WHAT THIS TASK INVOLVES: All lines holding the word "handwritten" should be located in the records and copied.

:::

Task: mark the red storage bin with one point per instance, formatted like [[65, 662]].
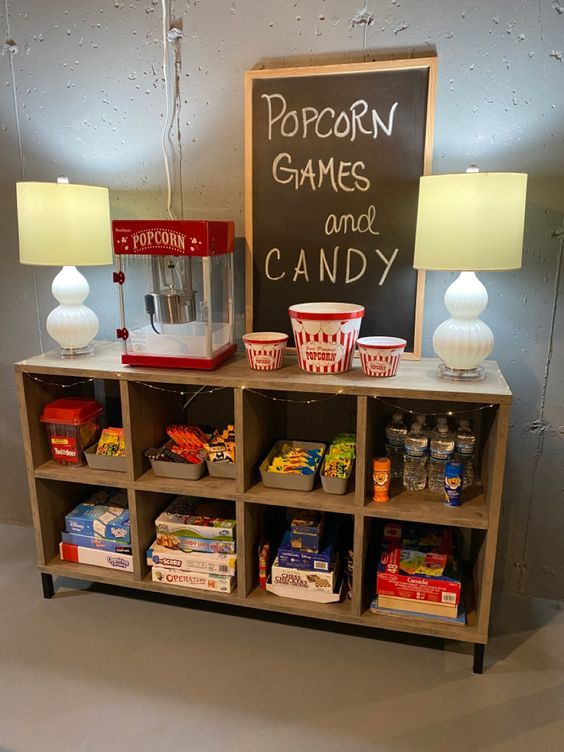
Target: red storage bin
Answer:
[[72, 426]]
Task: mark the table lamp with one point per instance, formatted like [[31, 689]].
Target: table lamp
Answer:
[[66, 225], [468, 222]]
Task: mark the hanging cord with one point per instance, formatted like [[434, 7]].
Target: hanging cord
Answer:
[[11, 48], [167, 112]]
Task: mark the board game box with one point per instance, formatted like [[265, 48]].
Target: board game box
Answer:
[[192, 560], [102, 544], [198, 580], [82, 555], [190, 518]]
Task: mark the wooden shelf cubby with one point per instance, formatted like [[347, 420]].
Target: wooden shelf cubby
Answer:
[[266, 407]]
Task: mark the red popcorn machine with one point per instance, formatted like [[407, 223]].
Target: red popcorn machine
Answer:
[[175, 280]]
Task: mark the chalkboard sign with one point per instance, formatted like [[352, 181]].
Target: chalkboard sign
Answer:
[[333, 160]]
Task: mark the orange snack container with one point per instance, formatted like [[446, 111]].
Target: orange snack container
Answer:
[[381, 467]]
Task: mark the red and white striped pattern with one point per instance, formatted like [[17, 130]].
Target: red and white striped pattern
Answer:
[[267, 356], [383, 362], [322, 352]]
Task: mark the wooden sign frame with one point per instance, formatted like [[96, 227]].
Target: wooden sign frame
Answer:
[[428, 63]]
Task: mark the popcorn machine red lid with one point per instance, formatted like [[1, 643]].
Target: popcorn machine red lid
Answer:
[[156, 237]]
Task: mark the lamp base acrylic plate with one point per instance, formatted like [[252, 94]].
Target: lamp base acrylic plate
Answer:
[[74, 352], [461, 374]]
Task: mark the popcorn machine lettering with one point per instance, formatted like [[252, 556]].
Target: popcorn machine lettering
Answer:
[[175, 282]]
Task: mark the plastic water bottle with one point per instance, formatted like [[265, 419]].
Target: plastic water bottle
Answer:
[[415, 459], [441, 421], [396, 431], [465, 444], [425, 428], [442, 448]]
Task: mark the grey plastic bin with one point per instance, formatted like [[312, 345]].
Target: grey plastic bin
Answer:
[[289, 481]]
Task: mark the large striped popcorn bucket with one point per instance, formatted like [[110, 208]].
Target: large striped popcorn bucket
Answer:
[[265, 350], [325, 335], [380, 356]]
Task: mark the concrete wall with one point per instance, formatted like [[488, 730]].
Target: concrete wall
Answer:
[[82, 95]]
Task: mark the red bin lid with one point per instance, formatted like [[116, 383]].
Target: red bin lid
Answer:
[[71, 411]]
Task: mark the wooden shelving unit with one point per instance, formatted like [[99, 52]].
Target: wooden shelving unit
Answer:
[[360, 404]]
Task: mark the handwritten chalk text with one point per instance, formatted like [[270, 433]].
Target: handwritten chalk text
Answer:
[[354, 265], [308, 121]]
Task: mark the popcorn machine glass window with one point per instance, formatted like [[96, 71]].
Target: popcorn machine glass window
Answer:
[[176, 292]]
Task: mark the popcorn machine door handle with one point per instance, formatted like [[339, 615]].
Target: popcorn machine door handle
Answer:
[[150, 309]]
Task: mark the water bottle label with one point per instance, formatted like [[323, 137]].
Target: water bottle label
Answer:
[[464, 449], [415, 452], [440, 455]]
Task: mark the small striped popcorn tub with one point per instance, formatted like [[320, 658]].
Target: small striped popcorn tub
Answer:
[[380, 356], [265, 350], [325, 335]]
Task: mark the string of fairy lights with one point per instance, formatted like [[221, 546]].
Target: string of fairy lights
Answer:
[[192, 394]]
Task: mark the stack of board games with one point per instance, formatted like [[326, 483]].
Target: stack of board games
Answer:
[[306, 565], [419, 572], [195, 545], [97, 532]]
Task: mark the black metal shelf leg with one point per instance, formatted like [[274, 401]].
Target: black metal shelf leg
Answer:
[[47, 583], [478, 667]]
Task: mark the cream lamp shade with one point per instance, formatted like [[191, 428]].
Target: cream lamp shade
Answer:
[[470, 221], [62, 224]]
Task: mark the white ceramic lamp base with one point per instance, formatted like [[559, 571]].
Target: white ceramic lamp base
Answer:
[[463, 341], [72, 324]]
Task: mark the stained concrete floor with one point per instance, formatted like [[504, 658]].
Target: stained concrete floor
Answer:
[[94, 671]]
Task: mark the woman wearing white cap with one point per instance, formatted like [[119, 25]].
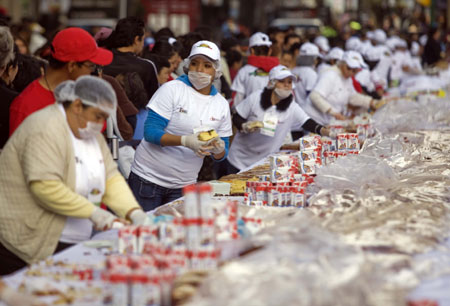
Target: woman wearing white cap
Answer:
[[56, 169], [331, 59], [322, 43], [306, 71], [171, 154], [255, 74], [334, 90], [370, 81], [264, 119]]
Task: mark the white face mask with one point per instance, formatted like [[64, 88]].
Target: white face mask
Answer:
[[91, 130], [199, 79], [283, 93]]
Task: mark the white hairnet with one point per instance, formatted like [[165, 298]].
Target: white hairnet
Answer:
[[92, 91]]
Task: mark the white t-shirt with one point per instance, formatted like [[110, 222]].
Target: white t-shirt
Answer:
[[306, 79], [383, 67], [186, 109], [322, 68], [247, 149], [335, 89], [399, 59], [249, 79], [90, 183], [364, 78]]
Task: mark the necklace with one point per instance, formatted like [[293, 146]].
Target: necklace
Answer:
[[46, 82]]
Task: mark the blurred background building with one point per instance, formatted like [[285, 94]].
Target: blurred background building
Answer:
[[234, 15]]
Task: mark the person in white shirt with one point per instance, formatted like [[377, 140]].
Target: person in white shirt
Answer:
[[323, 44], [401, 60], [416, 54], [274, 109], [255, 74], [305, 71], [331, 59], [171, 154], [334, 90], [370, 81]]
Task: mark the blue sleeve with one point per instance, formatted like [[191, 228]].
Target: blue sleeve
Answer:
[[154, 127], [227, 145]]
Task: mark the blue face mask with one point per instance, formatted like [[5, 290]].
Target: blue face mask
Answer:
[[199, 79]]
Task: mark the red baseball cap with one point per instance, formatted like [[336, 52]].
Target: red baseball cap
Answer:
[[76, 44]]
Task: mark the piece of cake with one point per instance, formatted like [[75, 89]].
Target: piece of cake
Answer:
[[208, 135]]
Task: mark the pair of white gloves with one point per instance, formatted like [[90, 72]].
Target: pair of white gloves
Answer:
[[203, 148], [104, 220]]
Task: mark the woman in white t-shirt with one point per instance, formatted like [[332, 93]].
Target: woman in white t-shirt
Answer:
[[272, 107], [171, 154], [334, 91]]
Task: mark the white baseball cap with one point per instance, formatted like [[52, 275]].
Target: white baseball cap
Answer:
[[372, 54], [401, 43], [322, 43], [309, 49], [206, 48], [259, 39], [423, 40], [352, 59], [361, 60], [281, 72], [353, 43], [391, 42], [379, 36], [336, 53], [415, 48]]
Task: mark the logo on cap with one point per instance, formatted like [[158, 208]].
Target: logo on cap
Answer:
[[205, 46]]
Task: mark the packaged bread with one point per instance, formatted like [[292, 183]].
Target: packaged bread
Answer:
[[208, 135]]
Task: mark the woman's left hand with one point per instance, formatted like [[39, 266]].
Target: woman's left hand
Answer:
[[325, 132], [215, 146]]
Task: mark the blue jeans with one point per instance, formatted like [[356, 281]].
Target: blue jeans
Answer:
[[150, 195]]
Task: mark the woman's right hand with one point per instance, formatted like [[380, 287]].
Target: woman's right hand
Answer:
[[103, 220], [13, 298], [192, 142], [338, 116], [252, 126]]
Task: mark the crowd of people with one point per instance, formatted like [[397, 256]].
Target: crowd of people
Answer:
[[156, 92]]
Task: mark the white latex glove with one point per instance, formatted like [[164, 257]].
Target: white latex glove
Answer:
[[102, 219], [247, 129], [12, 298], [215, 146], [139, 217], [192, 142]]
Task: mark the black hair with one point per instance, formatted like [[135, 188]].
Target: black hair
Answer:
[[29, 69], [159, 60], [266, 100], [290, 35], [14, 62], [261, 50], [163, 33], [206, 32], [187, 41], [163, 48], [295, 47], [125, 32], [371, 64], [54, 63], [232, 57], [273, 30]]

:::

EXERCISE RESPONSE:
Task: mark the handwritten chalk text with one point per instance, formatted like [[270, 433]].
Target: handwritten chalk text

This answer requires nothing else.